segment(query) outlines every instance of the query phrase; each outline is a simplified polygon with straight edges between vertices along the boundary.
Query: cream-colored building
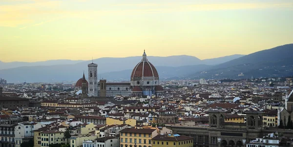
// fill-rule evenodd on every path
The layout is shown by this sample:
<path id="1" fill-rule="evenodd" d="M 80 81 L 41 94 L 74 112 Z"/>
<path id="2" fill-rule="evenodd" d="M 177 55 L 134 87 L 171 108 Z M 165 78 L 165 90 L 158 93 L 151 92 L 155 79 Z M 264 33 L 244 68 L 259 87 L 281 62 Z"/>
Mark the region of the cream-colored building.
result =
<path id="1" fill-rule="evenodd" d="M 97 125 L 94 125 L 93 123 L 90 123 L 86 125 L 81 125 L 81 129 L 82 134 L 87 134 L 90 132 L 96 130 L 95 126 Z"/>
<path id="2" fill-rule="evenodd" d="M 90 134 L 80 134 L 73 135 L 70 138 L 70 147 L 82 147 L 83 142 L 87 140 L 94 140 L 97 136 Z"/>
<path id="3" fill-rule="evenodd" d="M 126 120 L 121 121 L 118 119 L 112 119 L 107 117 L 106 119 L 106 123 L 107 125 L 111 126 L 113 125 L 129 125 L 132 126 L 136 126 L 136 120 L 135 119 L 128 119 Z"/>
<path id="4" fill-rule="evenodd" d="M 120 147 L 151 147 L 151 139 L 157 135 L 156 129 L 125 128 L 120 131 Z"/>

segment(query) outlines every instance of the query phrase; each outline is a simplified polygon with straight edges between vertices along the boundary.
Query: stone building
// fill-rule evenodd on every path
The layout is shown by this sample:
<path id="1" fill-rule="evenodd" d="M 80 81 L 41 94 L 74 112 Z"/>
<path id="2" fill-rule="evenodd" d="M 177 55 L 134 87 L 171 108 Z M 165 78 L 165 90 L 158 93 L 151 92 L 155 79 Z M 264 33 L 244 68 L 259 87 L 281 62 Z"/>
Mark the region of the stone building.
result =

• [Prompt] Put every line of the records above into a Markdown table with two columns, Row and Line, numbering the rows in order and omitting blank lines. Leave the pictures out of the table.

• [Response to the task]
| Row | Line |
|---|---|
| 1 | segment(query) outlines every instance of the query phrase; each outline is a simplified polygon with straight edges between vertices along the boundary. |
| 2 | Query: cream-colored building |
| 3 | // fill-rule evenodd on every path |
| 4 | The layout is shown by this sample: |
| 5 | <path id="1" fill-rule="evenodd" d="M 80 81 L 41 94 L 74 112 Z"/> |
| 6 | <path id="2" fill-rule="evenodd" d="M 177 55 L 134 87 L 171 108 Z M 165 78 L 165 90 L 158 93 L 151 92 L 155 79 Z M 264 33 L 244 68 L 259 87 L 281 62 Z"/> |
| 7 | Mark the region of the cream-colored building. |
| 8 | result = |
| 9 | <path id="1" fill-rule="evenodd" d="M 97 125 L 94 125 L 93 123 L 90 123 L 86 125 L 81 125 L 81 129 L 82 134 L 87 134 L 90 132 L 96 130 L 95 126 Z"/> |
| 10 | <path id="2" fill-rule="evenodd" d="M 90 134 L 80 134 L 73 135 L 70 138 L 70 147 L 82 147 L 83 142 L 87 140 L 94 140 L 97 136 Z"/> |
| 11 | <path id="3" fill-rule="evenodd" d="M 126 120 L 121 121 L 118 119 L 112 119 L 107 117 L 106 119 L 106 123 L 107 125 L 111 126 L 113 125 L 129 125 L 132 126 L 136 126 L 136 120 L 135 119 L 128 119 Z"/> |
| 12 | <path id="4" fill-rule="evenodd" d="M 120 147 L 151 147 L 151 139 L 157 135 L 156 129 L 125 128 L 120 131 Z"/> |
| 13 | segment(query) outlines every instance of the query phrase; each outline is a simplified polygon with straight edges between vertices along the boundary. |
| 14 | Query: stone building |
| 15 | // fill-rule evenodd on every path |
| 16 | The layout is shown by this sample: |
| 17 | <path id="1" fill-rule="evenodd" d="M 80 81 L 41 94 L 74 112 Z"/> |
| 18 | <path id="2" fill-rule="evenodd" d="M 177 55 L 134 87 L 171 108 Z M 165 78 L 165 90 L 158 93 L 151 92 L 155 79 Z M 264 33 L 244 68 L 259 87 L 281 62 Z"/> |
| 19 | Mark the region of the stone building. |
| 20 | result = |